**WORK INSTRUCTION**: Please write out, word for word, the stretch of the records from the line containing "For every target" through the line containing "box: [390, 285, 409, 301]".

# # # #

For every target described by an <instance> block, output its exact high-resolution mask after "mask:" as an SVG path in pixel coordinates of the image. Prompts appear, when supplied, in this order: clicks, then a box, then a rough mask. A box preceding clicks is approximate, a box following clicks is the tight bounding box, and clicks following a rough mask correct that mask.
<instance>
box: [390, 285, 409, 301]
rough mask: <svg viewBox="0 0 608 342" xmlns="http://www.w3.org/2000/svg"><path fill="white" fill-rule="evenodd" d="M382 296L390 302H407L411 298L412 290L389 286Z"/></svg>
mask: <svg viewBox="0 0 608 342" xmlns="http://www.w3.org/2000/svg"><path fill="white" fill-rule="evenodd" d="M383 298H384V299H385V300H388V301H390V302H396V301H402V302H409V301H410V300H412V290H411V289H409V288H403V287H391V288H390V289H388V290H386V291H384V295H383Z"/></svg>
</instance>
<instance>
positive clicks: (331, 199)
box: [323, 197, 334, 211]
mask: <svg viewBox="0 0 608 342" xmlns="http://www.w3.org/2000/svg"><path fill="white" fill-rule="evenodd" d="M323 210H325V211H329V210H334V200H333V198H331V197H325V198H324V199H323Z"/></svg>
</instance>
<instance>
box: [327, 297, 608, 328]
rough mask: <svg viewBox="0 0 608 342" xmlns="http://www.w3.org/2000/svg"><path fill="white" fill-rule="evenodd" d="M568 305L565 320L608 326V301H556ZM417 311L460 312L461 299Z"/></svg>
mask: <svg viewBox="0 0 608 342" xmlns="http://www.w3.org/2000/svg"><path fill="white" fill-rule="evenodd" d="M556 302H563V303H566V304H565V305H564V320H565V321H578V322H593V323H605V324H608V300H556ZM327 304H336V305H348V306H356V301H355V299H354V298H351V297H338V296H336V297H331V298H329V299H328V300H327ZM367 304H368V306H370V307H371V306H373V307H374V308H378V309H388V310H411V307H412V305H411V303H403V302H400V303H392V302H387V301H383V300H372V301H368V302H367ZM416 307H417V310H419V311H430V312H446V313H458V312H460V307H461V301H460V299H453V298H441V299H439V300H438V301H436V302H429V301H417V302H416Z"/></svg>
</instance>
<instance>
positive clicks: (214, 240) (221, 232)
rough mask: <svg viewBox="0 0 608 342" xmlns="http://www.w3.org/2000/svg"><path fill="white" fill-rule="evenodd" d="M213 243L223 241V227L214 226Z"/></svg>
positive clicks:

# # # #

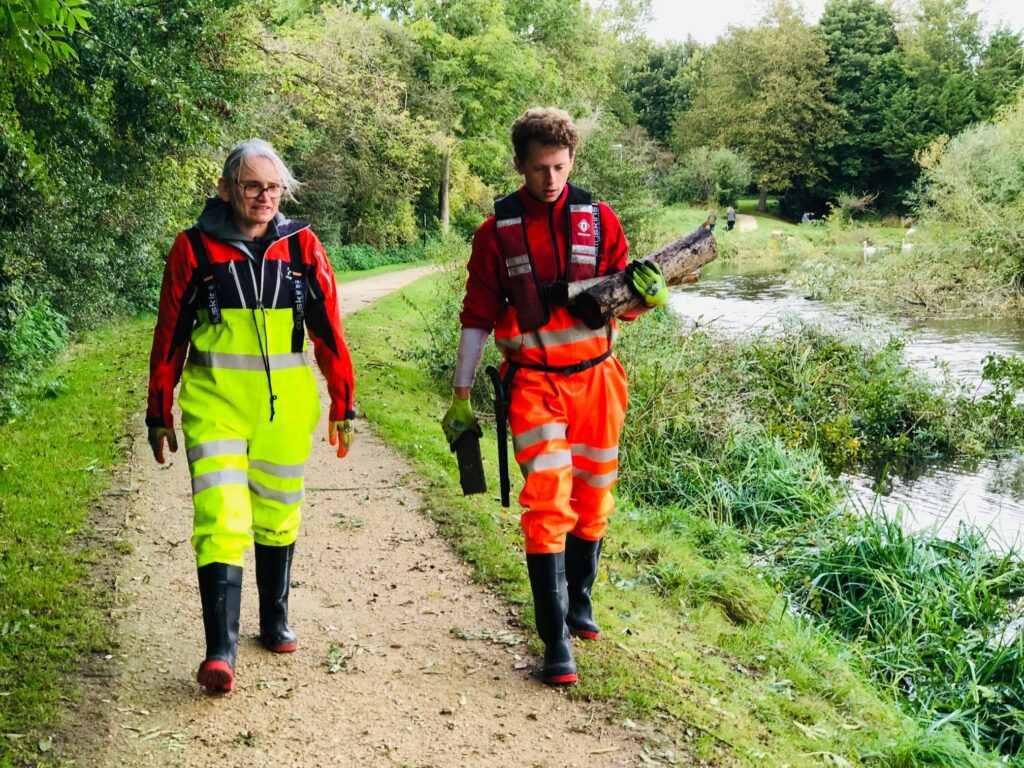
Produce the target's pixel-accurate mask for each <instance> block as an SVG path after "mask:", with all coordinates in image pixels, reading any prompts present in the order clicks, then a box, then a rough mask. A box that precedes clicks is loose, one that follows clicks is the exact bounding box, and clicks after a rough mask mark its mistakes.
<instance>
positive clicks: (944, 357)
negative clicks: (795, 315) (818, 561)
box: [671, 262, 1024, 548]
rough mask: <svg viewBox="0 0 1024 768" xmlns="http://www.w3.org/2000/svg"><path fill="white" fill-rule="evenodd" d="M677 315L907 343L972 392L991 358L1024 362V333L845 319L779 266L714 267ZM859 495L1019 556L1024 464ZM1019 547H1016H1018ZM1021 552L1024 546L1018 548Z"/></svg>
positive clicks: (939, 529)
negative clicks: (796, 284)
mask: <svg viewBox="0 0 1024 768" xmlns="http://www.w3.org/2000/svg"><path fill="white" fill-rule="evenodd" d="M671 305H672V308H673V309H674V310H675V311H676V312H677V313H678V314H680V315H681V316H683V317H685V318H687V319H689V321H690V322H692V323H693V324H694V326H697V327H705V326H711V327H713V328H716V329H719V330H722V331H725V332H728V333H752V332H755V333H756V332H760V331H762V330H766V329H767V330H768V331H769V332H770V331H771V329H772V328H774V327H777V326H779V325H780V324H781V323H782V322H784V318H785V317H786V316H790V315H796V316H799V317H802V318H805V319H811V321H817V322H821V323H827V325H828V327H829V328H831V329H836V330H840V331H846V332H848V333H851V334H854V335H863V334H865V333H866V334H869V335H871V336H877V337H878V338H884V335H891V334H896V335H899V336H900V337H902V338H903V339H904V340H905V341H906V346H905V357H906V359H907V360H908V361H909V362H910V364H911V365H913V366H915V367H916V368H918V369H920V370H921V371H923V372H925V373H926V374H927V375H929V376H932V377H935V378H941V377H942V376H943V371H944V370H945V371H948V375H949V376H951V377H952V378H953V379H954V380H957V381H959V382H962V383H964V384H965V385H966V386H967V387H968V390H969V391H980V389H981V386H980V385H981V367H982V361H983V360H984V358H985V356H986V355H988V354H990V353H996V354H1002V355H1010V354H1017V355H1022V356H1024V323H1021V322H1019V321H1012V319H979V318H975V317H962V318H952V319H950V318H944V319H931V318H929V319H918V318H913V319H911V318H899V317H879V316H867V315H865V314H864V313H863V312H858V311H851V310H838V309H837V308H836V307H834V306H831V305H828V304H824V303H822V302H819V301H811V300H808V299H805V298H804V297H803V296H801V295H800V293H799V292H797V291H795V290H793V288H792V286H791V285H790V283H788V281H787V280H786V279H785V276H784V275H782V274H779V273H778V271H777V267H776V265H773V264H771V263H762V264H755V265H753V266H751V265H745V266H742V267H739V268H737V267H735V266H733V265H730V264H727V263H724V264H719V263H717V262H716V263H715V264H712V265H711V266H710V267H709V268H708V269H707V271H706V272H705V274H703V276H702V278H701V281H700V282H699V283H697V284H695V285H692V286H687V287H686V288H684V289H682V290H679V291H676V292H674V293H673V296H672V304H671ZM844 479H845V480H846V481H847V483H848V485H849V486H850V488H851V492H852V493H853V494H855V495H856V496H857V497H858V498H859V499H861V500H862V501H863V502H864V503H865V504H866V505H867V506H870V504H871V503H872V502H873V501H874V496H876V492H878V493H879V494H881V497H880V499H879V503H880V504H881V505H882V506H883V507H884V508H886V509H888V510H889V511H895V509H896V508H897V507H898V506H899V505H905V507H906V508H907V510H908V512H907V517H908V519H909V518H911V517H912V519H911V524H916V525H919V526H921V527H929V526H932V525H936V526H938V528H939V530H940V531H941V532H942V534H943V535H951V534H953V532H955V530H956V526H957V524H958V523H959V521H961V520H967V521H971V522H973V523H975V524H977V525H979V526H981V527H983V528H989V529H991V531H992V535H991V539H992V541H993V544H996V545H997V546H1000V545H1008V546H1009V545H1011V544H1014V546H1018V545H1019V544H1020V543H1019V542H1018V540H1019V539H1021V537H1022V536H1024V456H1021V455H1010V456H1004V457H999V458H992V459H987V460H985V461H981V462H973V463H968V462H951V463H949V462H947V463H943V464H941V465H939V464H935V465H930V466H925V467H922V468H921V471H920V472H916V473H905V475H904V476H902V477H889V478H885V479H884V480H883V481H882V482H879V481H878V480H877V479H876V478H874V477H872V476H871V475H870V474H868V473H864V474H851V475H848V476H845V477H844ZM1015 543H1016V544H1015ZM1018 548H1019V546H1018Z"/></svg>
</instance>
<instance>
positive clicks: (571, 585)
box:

# # # #

**SOLUTION**:
For every target described by an <instance> block, output its exact high-resolution mask after "mask:" as an SVG path in pixel coordinates of the image. Prompts appear, when supplied, in this order: clicks, then a box, then a rough mask. A box preceding clicks is approximate, a box following clicks is the tight bounding box, and clicks following a rough mask correct that mask.
<instance>
box: [390, 285, 409, 301]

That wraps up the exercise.